● Kutipan Teks:
····················
Berita Hari Ini Di Indonesia & Internasional

Kebijakan Diskriminatif, Komnas Perempuan Soroti Polemik Lepas Jilbab Paskibraka Nasional

Gie

JAKARTA – Komisi Nasional Anti Kekerasan terhadap Perempuan (Komnas Perempuan) menyambut baik koreksi atas kebijakan busana putri dalam pelaksanaan tugas Pasukan Pengibar Bendera Pusaka (Paskibraka) yang telah disampaikan oleh pihak Badan Pembinaan Ideologi Pancasila (BPIP) pada Kamis, 15 Agustus 2024. Komnas Perempuan merekomendasikan agar polemik tentang kebijakan busana itu menjadi momentum percepatan penghapusan kebijakan diskriminatif yang ada di tingkat nasional dan daerah, terutama terkait pewajiban maupun pelarangan busana dengan atribut identitas keagamaan tertentu.

Kehadiran kebijakan diskriminatif mencerminkan kerangka pikir penyelenggara negara dan perumus kebijakan yang belum utuh dalam memahami prinsip non diskriminasi dalam pemenuhan hak asasi manusia yang telah dijamin di dalam Konstitusi. Dalam konteks ini, terutama terkait hak kebebasan beragama, menyatakan pikiran dan sikap sesuai dengan hati nurani, dan untuk bebas dari diskriminasi berbasis gender.

“Pengenaan busana sesuai dengan keyakinannya adalah hak yang tidak bisa dipaksakan oleh negara baik dalam bentuk pewajiban maupun pelarangan,” tegas Imam Nahei, komisioner Komnas Perempuan.
····················
● Materi yang Diberikan:
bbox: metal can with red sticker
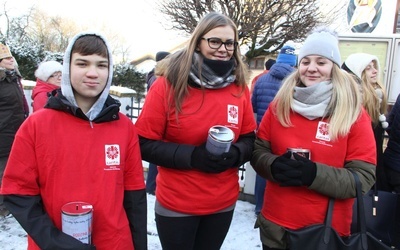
····················
Bagaimana Anda merangkum berita tentang polemik jilbab Paskibraka di atas dalam dua kalimat?

Komnas Perempuan menyambut baik koreksi BPIP pada Kamis, 15 Agustus 2024, atas kebijakan busana putri Paskibraka. Komnas Perempuan merekomendasikan agar polemik itu menjadi momentum percepatan penghapusan kebijakan diskriminatif di tingkat nasional dan daerah, terutama yang mewajibkan atau melarang busana dengan atribut identitas keagamaan tertentu, karena menurut komisionernya, Imam Nahei, pengenaan busana sesuai keyakinan adalah hak yang tidak bisa dipaksakan negara.